— Start Data rows —

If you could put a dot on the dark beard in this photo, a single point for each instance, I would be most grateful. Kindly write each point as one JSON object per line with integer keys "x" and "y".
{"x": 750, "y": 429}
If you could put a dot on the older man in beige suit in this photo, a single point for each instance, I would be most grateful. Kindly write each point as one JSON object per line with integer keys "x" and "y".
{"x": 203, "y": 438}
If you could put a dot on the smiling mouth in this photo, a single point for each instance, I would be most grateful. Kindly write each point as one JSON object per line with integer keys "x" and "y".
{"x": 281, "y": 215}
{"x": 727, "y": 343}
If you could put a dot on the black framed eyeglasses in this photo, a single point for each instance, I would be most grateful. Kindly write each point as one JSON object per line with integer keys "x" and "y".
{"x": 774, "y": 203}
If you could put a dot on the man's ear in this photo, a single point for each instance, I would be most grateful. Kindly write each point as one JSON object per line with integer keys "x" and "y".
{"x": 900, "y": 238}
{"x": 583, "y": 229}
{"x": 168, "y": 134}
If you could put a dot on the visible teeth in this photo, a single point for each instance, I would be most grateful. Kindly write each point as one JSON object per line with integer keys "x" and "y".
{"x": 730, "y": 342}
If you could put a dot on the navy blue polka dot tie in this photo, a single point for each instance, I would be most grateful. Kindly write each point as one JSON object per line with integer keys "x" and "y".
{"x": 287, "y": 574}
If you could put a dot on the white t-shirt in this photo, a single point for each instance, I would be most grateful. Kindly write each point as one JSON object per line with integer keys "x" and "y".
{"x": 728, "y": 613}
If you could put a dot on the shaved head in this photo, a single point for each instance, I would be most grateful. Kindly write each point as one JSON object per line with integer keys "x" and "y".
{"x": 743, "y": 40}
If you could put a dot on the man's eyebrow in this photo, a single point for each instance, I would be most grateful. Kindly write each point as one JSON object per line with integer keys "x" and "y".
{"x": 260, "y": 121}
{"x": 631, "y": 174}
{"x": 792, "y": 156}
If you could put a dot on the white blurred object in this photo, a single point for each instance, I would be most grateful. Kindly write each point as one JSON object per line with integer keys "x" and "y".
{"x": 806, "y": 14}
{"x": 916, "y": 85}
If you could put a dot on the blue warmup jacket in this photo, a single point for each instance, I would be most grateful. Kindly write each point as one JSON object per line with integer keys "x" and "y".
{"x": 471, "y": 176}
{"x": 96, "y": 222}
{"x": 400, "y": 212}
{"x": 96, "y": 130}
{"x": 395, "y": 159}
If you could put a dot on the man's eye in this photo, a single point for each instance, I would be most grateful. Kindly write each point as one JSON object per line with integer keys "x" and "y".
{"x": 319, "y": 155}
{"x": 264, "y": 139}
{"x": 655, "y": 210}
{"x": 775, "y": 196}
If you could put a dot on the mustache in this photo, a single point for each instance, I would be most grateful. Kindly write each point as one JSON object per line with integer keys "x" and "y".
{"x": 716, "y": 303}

— End Data rows —

__Set problem__. Please write out all of the rows above word for word, changing nothing.

__Full solution__.
If you could put a dot on the dark beard in this photo, a single point for each instance, I would be most grateful. Kindly write each point as one JSON object per line with integer keys "x" and "y".
{"x": 750, "y": 429}
If you could put a dot on the older man in beige suit in this photo, a single point for each instance, I would be most grateful. Kindly write each point as one JSON object per line with integer keys "x" and "y".
{"x": 203, "y": 438}
If you could put a dot on the smiling mouth in this photo, a single point for each instance, I would be most grateful. Kindly write each point as one JSON object per line with integer keys "x" and "y".
{"x": 281, "y": 215}
{"x": 727, "y": 343}
If you could put a dot on the black framed eyeglasses in this photo, a single point for each instance, I would be most grateful. Kindly write each point as one JSON object per line with integer keys "x" and "y".
{"x": 774, "y": 203}
If you could put a dot on the man's ear in this photo, a single point for each instance, I would be most grateful. Kindly write each point as one JSON object per line with integer keys "x" and "y".
{"x": 900, "y": 238}
{"x": 583, "y": 229}
{"x": 168, "y": 134}
If you could put a dot on the visible teeth in this photo, a single point for each instance, I would be most grateful. Kindly write each point as one JSON object per line with integer keys "x" and "y".
{"x": 730, "y": 342}
If you could put a dot on the navy blue polka dot tie in this photo, a single point for each instance, I would be most grateful. Kindly write each point as one JSON object per line with integer keys "x" and "y".
{"x": 287, "y": 574}
If you could put a dot on the white t-shirt in this photo, a single point for each instance, I would be most grateful. Kindly write each point as one JSON object per line with integer keys "x" and "y".
{"x": 728, "y": 613}
If you could put a dot on the shaved head in this photo, a single point for each instance, I would be most grateful. Kindly write each point as one JSON object per line with integer keys "x" and "y".
{"x": 743, "y": 40}
If you could put a dot on the man's eyebrow in this photo, a single point for each instance, I would be most grateful. Kindly write each point as one JSON object per line with integer keys "x" and "y".
{"x": 260, "y": 121}
{"x": 631, "y": 174}
{"x": 792, "y": 156}
If you could put a dot on the white blurred object in this photo, a single point for each instance, I would be most grateful. Kindly write each point as one JSON object per line with integer keys "x" and "y".
{"x": 806, "y": 14}
{"x": 916, "y": 85}
If you could put a dot on the blue warmup jacket in this photo, a single point for each instance, I would be most grateful. Kindly write each point as one JSON object per line with integer keys "x" and "y".
{"x": 471, "y": 176}
{"x": 96, "y": 222}
{"x": 400, "y": 212}
{"x": 96, "y": 130}
{"x": 395, "y": 159}
If you could put a dot on the man's eye in this photo, a single point for each instance, I would be most grateful. Kindly write each point as one JSON object per line with integer keys "x" and "y".
{"x": 319, "y": 155}
{"x": 264, "y": 139}
{"x": 655, "y": 210}
{"x": 775, "y": 196}
If you could put a dot on the mustache in this photo, a single point for each instance, I would be most grateful. Kindly write each point as one JSON object per line with integer keys "x" and "y".
{"x": 716, "y": 303}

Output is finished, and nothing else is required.